-- Your tasks --
A) Answer these questions using the American Dance Guild article, giving each answer on its own line marked (i), (ii), (iii):
(i) In what year was the guild founded, and under what original name?
(ii) Who was the first editor of Dance Scope?
(iii) What is the name of the scholarship given to promising students for summer study?
B) Summarize the American Dance Guild article in two sentences.
C) Reproduce the American Dance Guild article from "Trade association" up to and including "standards of teaching.".

-- Quoted passage --
= American Dance Guild =

Trade association

Logo

The American Dance Guild (A.D.G.) was founded in 1956, as the Dance Teachers' Guild by twelve dance teachers in New York City to promote the art of dance in the United States by educating the American public and by maintaining standards of teaching.

==History==
After an annual conference on teaching children creatively, 12 dance teachers felt the event should occur more than once a year. The conference had provided teachers with a way to share ideas, problems and resources. The group began meeting, and discussed the need to develop standards for teaching modern dance and ballet, and the need to educate the public about dance. The guild grew, as chapters were established in Manhattan, Queens, Long Island, and Brooklyn in New York, and soon moving on to New Jersey and Pennsylvania. As the Guild grew it welcomed dance professionals other than teachers, including performers, choreographers, accompanists, therapists, writers, historians, and critics.

==Dance Scope==
In 1965, the magazine Dance Scope was first published. It contained news of activities, reviews, and other articles sharing ideas and resources. Marcia Siegel was the first editor. The magazine was published for 16 years, before being re-invented as a bi-annual newsletter in January 1999.

==Today==
Eventually the Guild was divided into three parts. One for teachers, another for choreographers, and one for performers. The A.D.G. helped to found the American Dance Therapy Association, American College Dance Festival Association, Dance Critics Association, Committee on Research in Dance, Society of Dance History Scholars, National Dance Association, and participates jointly with them and the Dance Notation Bureau, Florida Dance Association and Sacred Dance Guild.

==Awards and scholarships==
- An annual award is given to honor a major contributor to dance.
- The Fannie Weiss Student Scholarship is given to promising students for summer study.

-- Dataset entries --
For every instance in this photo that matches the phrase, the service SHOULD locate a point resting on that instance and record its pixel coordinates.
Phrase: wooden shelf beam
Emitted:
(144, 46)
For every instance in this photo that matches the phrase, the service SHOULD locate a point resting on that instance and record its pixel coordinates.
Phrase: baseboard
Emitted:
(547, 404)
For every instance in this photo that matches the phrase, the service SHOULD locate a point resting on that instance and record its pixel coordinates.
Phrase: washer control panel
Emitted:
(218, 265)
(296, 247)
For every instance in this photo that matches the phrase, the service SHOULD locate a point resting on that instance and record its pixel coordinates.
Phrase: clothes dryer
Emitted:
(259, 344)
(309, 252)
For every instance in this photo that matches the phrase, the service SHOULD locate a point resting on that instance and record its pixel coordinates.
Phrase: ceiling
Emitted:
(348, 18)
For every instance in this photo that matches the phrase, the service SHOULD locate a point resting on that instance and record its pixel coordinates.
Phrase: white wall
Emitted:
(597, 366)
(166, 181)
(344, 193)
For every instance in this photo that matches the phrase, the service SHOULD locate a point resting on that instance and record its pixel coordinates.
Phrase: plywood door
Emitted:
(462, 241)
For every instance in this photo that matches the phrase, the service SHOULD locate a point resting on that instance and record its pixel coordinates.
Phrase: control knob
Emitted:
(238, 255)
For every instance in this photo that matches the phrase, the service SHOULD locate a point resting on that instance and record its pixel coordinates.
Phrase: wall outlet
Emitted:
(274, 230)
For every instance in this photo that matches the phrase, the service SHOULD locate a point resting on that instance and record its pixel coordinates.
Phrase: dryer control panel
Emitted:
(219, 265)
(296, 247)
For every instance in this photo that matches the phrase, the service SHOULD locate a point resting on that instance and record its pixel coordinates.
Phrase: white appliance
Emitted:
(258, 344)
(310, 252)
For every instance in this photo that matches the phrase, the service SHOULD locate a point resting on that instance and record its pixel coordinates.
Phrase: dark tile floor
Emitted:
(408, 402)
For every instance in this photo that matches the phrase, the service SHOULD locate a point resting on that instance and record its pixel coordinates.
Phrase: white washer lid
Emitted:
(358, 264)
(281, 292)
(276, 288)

-- Activity answers --
A)
(i) 1956, as the Dance Teachers' Guild
(ii) Marcia Siegel
(iii) The Fannie Weiss Student Scholarship

B) The American Dance Guild was founded in New York City in 1956 as the Dance Teachers' Guild by twelve dance teachers. It aimed to promote dance in the United States by educating the public and maintaining teaching standards, and it later grew into chapters across several states, admitted other dance professionals, published the magazine Dance Scope, helped found several dance organizations, and gives an annual award and a student scholarship.

C)
Trade association

Logo

The American Dance Guild (A.D.G.) was founded in 1956, as the Dance Teachers' Guild by twelve dance teachers in New York City to promote the art of dance in the United States by educating the American public and by maintaining standards of teaching.